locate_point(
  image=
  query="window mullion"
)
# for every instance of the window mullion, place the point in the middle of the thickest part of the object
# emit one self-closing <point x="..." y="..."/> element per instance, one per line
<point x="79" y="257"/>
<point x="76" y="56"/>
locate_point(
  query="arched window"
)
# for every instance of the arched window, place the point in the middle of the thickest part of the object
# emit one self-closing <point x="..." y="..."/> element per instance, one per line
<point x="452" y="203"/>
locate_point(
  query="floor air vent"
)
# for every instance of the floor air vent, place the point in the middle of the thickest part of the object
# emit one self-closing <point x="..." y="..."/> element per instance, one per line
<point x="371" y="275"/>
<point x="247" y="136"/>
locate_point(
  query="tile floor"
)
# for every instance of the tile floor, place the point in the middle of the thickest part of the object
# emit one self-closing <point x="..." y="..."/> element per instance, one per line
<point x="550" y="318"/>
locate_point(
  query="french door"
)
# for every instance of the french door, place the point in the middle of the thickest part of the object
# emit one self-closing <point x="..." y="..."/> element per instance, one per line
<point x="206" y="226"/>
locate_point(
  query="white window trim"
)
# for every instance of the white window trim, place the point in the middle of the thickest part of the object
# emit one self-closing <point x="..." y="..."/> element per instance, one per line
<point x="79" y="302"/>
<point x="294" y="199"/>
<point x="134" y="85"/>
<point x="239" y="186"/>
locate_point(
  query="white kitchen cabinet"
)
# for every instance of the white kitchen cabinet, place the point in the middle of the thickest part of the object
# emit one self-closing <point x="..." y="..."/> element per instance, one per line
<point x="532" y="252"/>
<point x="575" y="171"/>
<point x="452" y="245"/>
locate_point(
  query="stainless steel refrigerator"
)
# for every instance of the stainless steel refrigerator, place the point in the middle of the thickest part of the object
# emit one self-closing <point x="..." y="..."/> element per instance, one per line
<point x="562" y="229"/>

• **Aim**:
Copy every line above that contains the string "door". Case counts, so a match must have the same capitalization.

• **Response**:
  query="french door"
# for every instance of the french door, place the point in the middle of the thickest part of the object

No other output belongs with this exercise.